Lode Laperre

EN - NL

De stem van "het" schilderij

Jan Van Herreweghe, de onvolprezen bibliothecaris van Harelbeke, heeft het verschijnsel al beschreven in zijn kleine monografie over het schilderwerk van Lode Laperre. Men belt aan bij de schilder; de gastheer met zijn opvallend brilmontuur opent eigenhandig de voordeur en gaat voor naar de met uitgelezen maar mondjesmaat aanwezige topdesignmeubelen uitgeruste leefkamer. Witte kloosterlijke wanden; weinige en enigszins verstopte kunstwerkjes. Nadat zich een vriendelijk verkennende conversatie heeft ontsponnen en aangemoedigd door de, in een perfect geslepen glas geschonken, eerlijke Franse wijn, oppert Laperre voorzichtig een bezoek aan het atelier. Aangezien de bezoeker met precies dat oogwenk heeft aangescheld, gaat die onmiddellijk op het minzame verzoek in. Een korte klim op een eenvoudig geverniste houten trap brengt schilder en bezoeker op wat zich aankondigt als een bel étage. Eens binnen in het atelier - en nu citeer ik de heer Van Herreweghe , "werd ik geconfronteerd met een ruimte van 5 x 5 m, waar net tevoren een verfbom was opengespat. De linoleum op de vloer was één grote verflaag; de grootste effenwit gepleisterde wand bestond voor een deel uit spatten en vegen verf; de radiator was besmeurd; in de schildershoek lag zelfs een plas water."

Tot zover het citaat. Afgezien van de waterplas kan spreker dezes voor het waarheidsgehalte van deze atelierbeschrijving instaan. Meteen raken we hier aan de wat schizoïde aandoende persoonlijkheid van Lode Laperre. Tijdens de gebruikelijke kantooruren een nette en ongetwijfeld verdienstelijke ontwerper in een deugdelijk West-Vlaamse onderneming, des avonds en op vrije dagen een gedrevene, zeg maar een bezetene van schilderwerk. In zijn tweede gedaante sluit Laperre de deur van een doelgerichte, rationele logica achter zich om, wars van klassieke tekenkunst en academische technieken, zich uitsluitend te wijden aan acrylverf, water, kwasten en penselen, doek en plank - dit alles met het oog op een schilderij, dat niet als een mentaal geconcipieerd doel, wèl als een proces wordt belééfd. Het Laperreleven wordt geleefd om uit te monden in een schilderij - een beetje zoals de wereld voor Mallarmé slechts bestond om uit te monden in een boek. Wellicht spelen Laperres familiale antecedenten hierin hun rol. Moeder als stuwende kracht van het familiebedrijfje, vader als gedreven man dromend van kunst en van God. Als hij schildert - en Lode leeft, zoals gezegd, om "het" schilderij te maken dat het leven in zijn eigen ogen zou rechtvaardigen - , stuwt hij zijn grenzen vooruit met de obsessieve gedrevenheid van iemand die een stem heeft gehoord. De stem van "het" schilderij. Invocatie of vocatie, het gaat altijd om roep en antwoord.

## [Aangeleverde gegevens]
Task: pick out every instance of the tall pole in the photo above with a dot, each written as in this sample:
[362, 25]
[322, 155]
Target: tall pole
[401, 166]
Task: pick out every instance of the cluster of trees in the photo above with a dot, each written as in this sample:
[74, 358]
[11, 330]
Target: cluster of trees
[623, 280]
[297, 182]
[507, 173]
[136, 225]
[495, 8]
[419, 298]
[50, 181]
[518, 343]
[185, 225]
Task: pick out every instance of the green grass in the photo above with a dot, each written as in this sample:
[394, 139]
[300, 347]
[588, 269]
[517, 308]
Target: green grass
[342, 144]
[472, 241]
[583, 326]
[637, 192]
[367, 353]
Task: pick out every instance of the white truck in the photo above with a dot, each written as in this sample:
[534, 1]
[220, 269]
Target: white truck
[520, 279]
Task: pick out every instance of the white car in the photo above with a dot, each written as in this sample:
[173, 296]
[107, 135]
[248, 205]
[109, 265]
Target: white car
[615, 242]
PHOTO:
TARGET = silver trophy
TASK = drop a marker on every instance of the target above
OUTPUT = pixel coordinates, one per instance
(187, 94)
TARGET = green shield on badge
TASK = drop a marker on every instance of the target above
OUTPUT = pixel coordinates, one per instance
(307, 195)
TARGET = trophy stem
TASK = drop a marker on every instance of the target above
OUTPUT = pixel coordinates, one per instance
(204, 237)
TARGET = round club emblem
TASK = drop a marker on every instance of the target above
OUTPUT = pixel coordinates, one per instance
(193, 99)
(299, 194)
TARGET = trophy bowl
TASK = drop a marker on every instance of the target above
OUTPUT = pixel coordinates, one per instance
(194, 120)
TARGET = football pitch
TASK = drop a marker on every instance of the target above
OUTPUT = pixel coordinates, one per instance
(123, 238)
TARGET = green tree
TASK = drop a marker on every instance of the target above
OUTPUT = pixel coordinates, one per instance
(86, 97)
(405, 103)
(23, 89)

## [Korte oefening]
Zet de tekst over de schilder Lode Laperre voort na de laatste zin.

## [Resultaat]
Men moet al terug gaan tot de jaren vijftig van de vorige eeuw om een voorbeeld voor Lodes picturale frenesie aan te treffen. Inderdaad, dat naoorlogs decennium markeerde een nieuwe bezetenheid in de abstracte schilderkunst. Die manifesteerde zich vooral, niet zozeer in de Verenigde Staten (dat is veel te wijd) als wel in (heel specifiek) New York City. Het abstract expressionisme pretendeerde zich te hebben ontdaan van elke ideologie, in de naam van de heilige Amerikaanse individuele vrijheid. Maar ironisch, om niet te zeggen cynisch genoeg propageerden de smaakmakers, in samenspraak met de CIA en haar opdrachtgevers, de gedreven schilders tot de min of meer officiële kunstenaarsbent van het vrije Westen, als pionnen opgesteld op het schaakbord van de pokerspelers in de Koude Oorlogsvoering. Hiermee werd nog maar eens duidelijk dat kunst, eens gemaakt, als was kan worden gekneed in de vingers van ideologen en opportunistische politici of, omgekeerd en minstens even bedenkelijk, kan worden doodgezwegen.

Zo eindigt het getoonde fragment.